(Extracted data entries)
---------------

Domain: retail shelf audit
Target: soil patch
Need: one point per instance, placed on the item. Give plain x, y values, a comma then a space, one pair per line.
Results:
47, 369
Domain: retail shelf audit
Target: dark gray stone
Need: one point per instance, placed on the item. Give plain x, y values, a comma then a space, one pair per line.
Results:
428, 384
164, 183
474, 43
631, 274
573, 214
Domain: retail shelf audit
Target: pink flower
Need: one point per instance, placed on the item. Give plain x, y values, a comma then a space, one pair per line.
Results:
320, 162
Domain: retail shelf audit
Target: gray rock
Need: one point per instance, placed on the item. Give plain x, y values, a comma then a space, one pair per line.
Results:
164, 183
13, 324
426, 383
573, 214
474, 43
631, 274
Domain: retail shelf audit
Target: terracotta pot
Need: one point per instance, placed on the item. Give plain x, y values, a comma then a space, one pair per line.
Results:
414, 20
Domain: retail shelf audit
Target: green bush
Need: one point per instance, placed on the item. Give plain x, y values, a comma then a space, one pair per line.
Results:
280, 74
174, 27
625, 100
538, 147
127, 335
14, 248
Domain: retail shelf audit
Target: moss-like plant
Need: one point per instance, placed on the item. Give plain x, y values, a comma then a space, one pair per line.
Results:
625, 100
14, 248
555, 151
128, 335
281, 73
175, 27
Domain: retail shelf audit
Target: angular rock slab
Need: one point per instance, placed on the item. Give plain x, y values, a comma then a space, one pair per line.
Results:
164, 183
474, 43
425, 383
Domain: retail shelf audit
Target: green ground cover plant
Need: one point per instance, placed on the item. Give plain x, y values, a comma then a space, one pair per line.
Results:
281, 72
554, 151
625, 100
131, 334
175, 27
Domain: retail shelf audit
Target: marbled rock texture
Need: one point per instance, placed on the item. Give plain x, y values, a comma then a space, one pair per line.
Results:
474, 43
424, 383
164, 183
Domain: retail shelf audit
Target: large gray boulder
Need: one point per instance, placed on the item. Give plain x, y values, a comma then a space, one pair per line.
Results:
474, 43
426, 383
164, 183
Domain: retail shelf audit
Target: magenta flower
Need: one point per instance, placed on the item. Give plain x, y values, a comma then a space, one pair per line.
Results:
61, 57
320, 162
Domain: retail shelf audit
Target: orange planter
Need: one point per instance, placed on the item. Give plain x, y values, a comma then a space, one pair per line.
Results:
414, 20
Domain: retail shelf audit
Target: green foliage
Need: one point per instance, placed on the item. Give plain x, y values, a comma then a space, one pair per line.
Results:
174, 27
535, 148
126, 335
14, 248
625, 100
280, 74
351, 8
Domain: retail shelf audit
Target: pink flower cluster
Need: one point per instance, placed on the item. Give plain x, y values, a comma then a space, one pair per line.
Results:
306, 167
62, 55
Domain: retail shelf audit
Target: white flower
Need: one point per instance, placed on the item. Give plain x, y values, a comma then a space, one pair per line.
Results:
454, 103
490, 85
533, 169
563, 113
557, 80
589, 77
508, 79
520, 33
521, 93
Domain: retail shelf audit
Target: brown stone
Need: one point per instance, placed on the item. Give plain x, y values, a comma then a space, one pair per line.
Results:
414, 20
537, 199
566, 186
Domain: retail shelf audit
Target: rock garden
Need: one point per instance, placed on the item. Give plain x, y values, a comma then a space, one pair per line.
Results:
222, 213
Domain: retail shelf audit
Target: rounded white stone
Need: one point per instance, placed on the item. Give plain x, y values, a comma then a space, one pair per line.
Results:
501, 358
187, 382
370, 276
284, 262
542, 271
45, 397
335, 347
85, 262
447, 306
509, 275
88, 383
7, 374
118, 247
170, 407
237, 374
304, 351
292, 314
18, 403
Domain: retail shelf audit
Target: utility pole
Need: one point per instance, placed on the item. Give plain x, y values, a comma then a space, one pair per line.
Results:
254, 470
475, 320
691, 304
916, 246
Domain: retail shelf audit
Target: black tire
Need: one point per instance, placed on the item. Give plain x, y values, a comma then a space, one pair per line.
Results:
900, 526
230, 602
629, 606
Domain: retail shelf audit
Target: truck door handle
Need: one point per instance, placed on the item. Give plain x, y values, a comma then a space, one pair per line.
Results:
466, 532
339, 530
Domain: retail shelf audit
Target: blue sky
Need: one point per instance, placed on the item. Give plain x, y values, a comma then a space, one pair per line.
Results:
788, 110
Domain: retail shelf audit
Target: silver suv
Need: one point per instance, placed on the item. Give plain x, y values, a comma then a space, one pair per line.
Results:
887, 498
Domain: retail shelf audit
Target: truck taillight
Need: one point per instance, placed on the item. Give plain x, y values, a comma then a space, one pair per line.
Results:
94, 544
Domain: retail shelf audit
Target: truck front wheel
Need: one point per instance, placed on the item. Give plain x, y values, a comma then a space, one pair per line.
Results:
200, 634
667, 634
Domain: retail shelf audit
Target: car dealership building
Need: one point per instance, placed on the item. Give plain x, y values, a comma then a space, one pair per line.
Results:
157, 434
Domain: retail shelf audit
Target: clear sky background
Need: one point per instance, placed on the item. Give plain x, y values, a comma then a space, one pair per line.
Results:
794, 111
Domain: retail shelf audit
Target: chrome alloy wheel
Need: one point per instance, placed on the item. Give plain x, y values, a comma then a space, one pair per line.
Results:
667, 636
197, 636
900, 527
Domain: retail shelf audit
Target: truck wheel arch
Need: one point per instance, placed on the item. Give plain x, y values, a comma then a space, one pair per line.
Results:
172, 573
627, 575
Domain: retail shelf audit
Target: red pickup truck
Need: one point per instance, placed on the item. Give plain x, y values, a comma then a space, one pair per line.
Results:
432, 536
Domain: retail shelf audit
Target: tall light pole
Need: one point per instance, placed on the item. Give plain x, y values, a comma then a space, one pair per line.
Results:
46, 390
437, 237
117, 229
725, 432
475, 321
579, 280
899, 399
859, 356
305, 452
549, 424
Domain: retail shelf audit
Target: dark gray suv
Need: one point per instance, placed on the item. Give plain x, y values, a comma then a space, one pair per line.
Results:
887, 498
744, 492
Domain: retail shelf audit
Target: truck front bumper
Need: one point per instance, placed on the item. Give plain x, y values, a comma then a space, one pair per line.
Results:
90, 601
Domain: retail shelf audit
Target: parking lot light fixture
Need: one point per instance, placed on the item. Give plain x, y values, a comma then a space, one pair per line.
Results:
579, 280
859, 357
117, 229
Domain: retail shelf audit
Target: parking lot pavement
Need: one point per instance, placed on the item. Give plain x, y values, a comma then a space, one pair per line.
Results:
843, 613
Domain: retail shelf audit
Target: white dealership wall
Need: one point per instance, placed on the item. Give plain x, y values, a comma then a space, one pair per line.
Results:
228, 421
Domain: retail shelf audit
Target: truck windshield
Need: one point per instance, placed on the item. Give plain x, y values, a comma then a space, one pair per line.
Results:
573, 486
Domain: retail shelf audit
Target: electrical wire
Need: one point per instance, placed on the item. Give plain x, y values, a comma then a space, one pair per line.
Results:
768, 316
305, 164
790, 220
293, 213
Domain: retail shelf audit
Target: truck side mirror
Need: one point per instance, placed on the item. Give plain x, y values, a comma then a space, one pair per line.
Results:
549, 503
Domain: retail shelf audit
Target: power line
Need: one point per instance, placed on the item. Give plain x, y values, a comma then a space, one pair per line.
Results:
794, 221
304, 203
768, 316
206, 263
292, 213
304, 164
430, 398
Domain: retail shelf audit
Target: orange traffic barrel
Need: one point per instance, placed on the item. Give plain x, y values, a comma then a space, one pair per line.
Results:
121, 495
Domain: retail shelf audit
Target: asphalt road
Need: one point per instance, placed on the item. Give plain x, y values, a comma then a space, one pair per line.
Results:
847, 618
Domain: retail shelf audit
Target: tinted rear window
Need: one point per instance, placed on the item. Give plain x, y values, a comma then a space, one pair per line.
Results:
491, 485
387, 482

---------------

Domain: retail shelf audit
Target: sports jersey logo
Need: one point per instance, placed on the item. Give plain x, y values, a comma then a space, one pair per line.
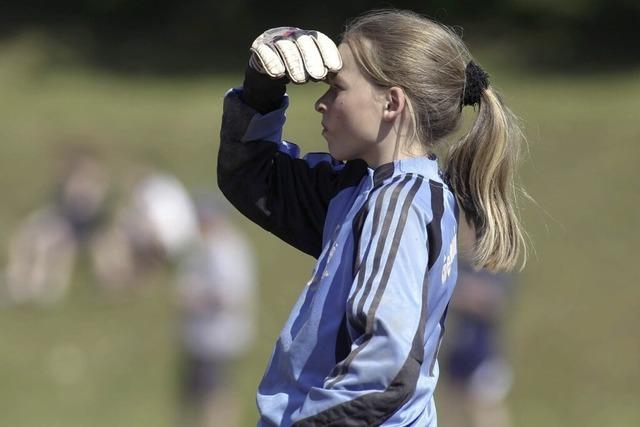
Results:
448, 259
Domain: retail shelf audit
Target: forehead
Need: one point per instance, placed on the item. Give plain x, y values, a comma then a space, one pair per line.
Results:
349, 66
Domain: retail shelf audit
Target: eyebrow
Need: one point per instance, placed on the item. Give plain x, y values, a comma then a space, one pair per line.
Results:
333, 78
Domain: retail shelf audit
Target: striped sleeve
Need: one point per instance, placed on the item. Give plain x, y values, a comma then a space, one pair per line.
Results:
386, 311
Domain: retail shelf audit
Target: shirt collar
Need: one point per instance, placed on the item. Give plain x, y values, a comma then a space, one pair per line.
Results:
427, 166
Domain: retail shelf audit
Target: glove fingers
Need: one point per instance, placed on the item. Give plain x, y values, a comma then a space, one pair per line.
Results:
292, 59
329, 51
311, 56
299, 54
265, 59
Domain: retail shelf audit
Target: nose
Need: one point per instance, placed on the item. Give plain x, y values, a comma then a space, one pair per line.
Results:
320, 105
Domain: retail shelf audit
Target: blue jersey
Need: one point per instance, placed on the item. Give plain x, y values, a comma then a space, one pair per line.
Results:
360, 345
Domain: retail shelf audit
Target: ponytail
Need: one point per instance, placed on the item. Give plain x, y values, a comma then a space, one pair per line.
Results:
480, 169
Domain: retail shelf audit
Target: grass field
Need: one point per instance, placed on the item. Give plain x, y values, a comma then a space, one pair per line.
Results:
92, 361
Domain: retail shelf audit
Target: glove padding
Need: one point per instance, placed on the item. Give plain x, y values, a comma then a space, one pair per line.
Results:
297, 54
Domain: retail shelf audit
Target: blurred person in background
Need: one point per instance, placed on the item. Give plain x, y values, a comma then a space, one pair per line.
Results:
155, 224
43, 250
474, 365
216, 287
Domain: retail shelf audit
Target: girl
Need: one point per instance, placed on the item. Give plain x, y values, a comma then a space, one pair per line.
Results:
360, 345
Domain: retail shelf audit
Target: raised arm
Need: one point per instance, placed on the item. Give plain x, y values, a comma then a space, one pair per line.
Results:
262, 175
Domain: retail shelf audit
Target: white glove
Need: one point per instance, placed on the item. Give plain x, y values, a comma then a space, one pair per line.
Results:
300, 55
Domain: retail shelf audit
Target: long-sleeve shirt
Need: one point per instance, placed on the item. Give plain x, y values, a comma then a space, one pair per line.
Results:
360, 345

---------------

• **The request**: Extract from the material above every line that contains the string "sleeve", and list those lines.

• **Task answer**:
Target: striped sleeve
Target: long-sleeve shirt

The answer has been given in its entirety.